Take from the listing each line that has the string "Provide".

[Opening Records for the task section]

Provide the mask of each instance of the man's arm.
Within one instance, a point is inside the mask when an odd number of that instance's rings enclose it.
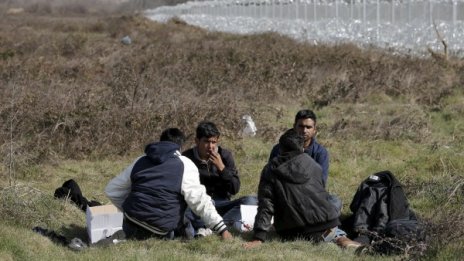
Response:
[[[322,183],[325,187],[329,178],[329,152],[319,145],[318,155],[315,160],[322,168]]]
[[[215,160],[212,160],[212,163],[218,169],[219,177],[226,184],[227,192],[231,195],[235,195],[240,190],[240,178],[238,176],[238,170],[235,166],[234,157],[232,153],[225,149],[220,149],[220,153],[217,153],[214,157]],[[222,170],[220,167],[223,167]]]
[[[268,162],[271,162],[271,160],[279,155],[279,144],[274,145],[271,150],[271,154],[269,155]]]
[[[140,157],[141,158],[141,157]],[[122,211],[122,203],[126,200],[131,190],[131,172],[135,163],[140,159],[136,159],[129,167],[122,171],[118,176],[114,177],[105,187],[105,194],[119,210]]]
[[[192,209],[193,213],[201,217],[206,226],[221,234],[223,238],[228,237],[230,234],[222,217],[217,213],[211,197],[206,194],[205,186],[200,183],[198,168],[189,158],[185,156],[179,157],[184,164],[181,193],[187,205]]]
[[[253,240],[264,242],[267,232],[272,226],[271,220],[274,215],[274,193],[270,177],[269,164],[263,168],[258,186],[258,213],[253,226]]]

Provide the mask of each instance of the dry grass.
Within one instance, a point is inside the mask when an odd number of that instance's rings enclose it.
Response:
[[[245,172],[241,193],[249,194],[269,144],[291,125],[296,110],[311,107],[323,119],[319,138],[333,156],[331,189],[347,201],[349,189],[371,170],[396,170],[422,214],[442,207],[442,215],[425,215],[434,251],[462,238],[462,209],[456,207],[462,186],[456,182],[464,167],[454,153],[464,141],[462,60],[394,56],[349,44],[312,46],[274,33],[210,33],[178,20],[158,24],[99,10],[90,1],[26,2],[0,0],[3,184],[14,169],[14,179],[48,179],[40,185],[56,186],[74,170],[60,170],[51,182],[53,174],[37,164],[114,160],[141,151],[169,126],[191,138],[196,124],[208,119],[218,123],[236,153]],[[17,7],[24,11],[6,15]],[[120,42],[126,35],[132,44]],[[257,123],[252,141],[239,136],[244,114]],[[100,168],[105,171],[78,173],[101,196],[113,169]],[[53,204],[46,196],[24,203],[16,191],[2,193],[8,202],[23,204],[15,209],[5,203],[3,210],[32,217],[23,226],[57,220],[40,205]]]
[[[138,16],[19,14],[3,16],[0,33],[0,117],[13,120],[15,151],[33,161],[125,154],[162,128],[191,130],[202,119],[235,138],[245,113],[274,140],[282,130],[261,118],[269,117],[269,107],[272,118],[279,117],[274,104],[317,109],[383,94],[440,107],[463,81],[461,63],[442,66],[351,45],[310,46],[273,33],[208,33]],[[133,44],[120,43],[125,35]],[[367,123],[374,131],[366,138],[390,139],[406,130],[412,139],[425,139],[426,116],[405,109]],[[353,132],[358,122],[343,114],[327,126],[331,135],[364,133]],[[10,128],[2,124],[2,140]]]

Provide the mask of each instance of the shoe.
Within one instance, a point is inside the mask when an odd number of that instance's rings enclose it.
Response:
[[[213,231],[209,228],[199,228],[196,237],[207,237],[213,234]]]
[[[361,246],[363,246],[363,244],[359,243],[359,242],[356,242],[356,241],[353,241],[345,236],[343,237],[338,237],[335,239],[335,243],[342,247],[342,248],[352,248],[352,249],[357,249]]]
[[[71,239],[71,242],[68,244],[68,247],[74,251],[82,251],[87,248],[87,244],[84,243],[80,238],[75,237]]]

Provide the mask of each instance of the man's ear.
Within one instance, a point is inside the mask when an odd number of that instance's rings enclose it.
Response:
[[[200,140],[198,138],[195,138],[195,144],[198,146],[199,143],[200,143]]]

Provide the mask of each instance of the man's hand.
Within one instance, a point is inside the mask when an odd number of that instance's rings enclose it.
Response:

[Closing Records for the task section]

▶ Answer for the task:
Provide the mask of each instance of the man's arm.
Provide the mask of each instance of the dry grass.
Provide the mask of each instance of the shoe.
Provide the mask of each instance of the man's ear.
Provide the mask of each instance of the man's hand.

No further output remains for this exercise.